Assigned task:
Restate the data below word for word, keeping each line intact.

(Dataset entries)
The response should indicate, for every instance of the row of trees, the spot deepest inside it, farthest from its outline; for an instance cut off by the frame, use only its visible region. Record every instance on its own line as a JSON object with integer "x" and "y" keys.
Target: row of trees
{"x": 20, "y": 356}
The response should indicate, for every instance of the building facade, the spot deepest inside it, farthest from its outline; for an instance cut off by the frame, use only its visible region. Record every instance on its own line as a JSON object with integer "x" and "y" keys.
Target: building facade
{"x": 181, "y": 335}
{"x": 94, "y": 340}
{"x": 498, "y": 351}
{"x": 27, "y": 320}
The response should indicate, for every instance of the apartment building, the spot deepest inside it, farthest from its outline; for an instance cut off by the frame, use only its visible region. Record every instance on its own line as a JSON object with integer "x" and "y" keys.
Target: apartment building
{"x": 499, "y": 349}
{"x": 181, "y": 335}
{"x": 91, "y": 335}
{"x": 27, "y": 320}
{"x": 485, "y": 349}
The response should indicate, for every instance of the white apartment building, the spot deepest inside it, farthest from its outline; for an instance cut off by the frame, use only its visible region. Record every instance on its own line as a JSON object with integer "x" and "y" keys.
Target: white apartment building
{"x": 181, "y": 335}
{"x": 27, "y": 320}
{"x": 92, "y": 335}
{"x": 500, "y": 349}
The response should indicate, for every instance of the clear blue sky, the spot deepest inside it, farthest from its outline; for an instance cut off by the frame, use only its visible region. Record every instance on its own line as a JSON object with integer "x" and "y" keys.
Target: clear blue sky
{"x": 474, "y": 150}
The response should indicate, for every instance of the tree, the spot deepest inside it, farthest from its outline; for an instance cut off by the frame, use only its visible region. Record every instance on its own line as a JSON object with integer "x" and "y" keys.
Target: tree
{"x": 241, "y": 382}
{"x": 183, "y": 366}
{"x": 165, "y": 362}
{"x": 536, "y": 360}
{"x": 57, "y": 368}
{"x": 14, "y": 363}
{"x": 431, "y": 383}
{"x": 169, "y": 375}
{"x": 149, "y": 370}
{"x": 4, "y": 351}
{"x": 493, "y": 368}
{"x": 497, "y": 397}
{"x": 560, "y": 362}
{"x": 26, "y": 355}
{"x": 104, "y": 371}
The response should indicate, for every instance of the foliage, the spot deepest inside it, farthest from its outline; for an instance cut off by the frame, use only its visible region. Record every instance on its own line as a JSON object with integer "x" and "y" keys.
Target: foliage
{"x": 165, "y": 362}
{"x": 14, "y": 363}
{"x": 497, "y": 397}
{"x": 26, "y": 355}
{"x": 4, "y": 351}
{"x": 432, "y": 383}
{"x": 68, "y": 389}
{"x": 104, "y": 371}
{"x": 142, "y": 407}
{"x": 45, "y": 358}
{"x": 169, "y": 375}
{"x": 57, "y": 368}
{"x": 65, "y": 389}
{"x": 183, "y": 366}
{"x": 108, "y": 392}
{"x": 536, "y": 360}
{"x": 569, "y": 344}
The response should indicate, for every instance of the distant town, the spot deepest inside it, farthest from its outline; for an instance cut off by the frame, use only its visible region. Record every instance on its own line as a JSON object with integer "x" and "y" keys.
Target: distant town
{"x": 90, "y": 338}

Solution:
The response should indicate, for every instance of the row of trees, the spot deepest inside it, farthest from its outline; for an instance cut off by the frame, use only its visible region. Record every instance on its own line as a JSON object with integer "x" and "y" keys.
Target: row of trees
{"x": 20, "y": 356}
The response should indicate, for every instance of the building facade, the spot deepest inside it, farthest from its outline; for an instance cut off by the frame, use only its visible region. Record every instance on its own line as a JSON object with integer "x" and "y" keys.
Target: building facade
{"x": 181, "y": 335}
{"x": 94, "y": 340}
{"x": 498, "y": 351}
{"x": 27, "y": 320}
The response should indicate, for every instance of the apartment building, the spot deepest inside it, farthest from its outline; for an instance cut off by the frame, use only its visible region. Record every instance on its own line as a JSON object with integer "x" and "y" keys.
Target: apartment building
{"x": 499, "y": 349}
{"x": 181, "y": 335}
{"x": 91, "y": 335}
{"x": 27, "y": 320}
{"x": 485, "y": 349}
The response should indicate, for every instance of the white apartment building, the spot deepest inside it, farthest from its outline; for an instance cut off by the frame, use only its visible region. Record every instance on its own line as a JSON object with integer "x" and "y" keys.
Target: white apartment building
{"x": 181, "y": 335}
{"x": 27, "y": 320}
{"x": 92, "y": 335}
{"x": 500, "y": 349}
The response should indicate, for every instance of the clear blue sky, the spot deepest inside it, farthest from its outline; for an instance cut off by the frame, use only its visible region. Record every instance on its own line as a JSON object with integer "x" and "y" keys.
Target: clear blue sky
{"x": 474, "y": 150}
The response should indicate, for every instance of the tree, the spot deepest inside it, farthest from its outline; for an instance cut off by the frame, use only its visible region. Record every instance on its own line as a JSON object with integer "x" and "y" keys.
Target: tree
{"x": 241, "y": 382}
{"x": 183, "y": 366}
{"x": 165, "y": 362}
{"x": 536, "y": 360}
{"x": 57, "y": 368}
{"x": 14, "y": 363}
{"x": 431, "y": 383}
{"x": 169, "y": 375}
{"x": 149, "y": 370}
{"x": 4, "y": 351}
{"x": 493, "y": 368}
{"x": 497, "y": 397}
{"x": 560, "y": 362}
{"x": 26, "y": 355}
{"x": 104, "y": 371}
The response should indicate, for every instance of the foliage, the spot deepest inside it, farthest from its outline; for an instance cut off by the frame, use only its visible region. Record every instance on its own line as a JSON object with integer "x" and "y" keys.
Target: foliage
{"x": 165, "y": 362}
{"x": 14, "y": 363}
{"x": 497, "y": 397}
{"x": 26, "y": 355}
{"x": 4, "y": 351}
{"x": 432, "y": 383}
{"x": 68, "y": 389}
{"x": 104, "y": 371}
{"x": 142, "y": 407}
{"x": 45, "y": 358}
{"x": 169, "y": 375}
{"x": 57, "y": 368}
{"x": 65, "y": 389}
{"x": 183, "y": 366}
{"x": 108, "y": 392}
{"x": 536, "y": 360}
{"x": 569, "y": 344}
The response should indicate, for every instance of the distant town, the spot deepest inside it, farthest from its outline; for an instance cut off by the frame, use only its visible region. Record every instance on its own line as a JSON object with integer "x" and "y" keys.
Target: distant town
{"x": 90, "y": 338}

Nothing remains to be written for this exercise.